=== About this exercise ===
Report each line of the records below that uses the word "water".

=== Given data ===
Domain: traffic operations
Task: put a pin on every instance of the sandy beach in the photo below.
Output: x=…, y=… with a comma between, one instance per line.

==

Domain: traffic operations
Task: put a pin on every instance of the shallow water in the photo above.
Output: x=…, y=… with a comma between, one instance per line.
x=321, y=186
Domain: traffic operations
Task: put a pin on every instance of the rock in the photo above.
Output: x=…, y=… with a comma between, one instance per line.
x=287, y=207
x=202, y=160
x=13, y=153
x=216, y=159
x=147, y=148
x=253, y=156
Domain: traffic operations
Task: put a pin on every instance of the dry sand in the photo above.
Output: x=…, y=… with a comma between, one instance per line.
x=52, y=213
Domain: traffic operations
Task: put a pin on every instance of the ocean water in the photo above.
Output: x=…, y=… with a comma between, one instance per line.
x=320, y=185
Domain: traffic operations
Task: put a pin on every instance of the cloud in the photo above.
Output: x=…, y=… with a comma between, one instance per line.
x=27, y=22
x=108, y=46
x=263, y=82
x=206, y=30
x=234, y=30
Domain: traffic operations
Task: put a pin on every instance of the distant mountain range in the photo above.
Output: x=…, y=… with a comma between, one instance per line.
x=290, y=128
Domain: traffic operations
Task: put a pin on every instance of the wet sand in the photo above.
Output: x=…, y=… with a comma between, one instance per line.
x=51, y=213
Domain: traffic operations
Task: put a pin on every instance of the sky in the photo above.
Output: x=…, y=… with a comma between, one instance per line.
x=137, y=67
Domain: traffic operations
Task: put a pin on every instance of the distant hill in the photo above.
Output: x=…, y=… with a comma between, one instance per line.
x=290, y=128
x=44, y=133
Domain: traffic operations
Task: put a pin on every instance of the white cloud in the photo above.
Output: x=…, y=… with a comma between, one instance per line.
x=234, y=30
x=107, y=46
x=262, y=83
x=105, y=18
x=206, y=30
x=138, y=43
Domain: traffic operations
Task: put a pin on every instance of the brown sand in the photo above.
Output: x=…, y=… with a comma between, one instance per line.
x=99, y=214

=== Answer for this exercise ===
Task: put a pin on every instance of the shallow water in the photo above.
Task: put a pin on every instance of the ocean water in the photo above.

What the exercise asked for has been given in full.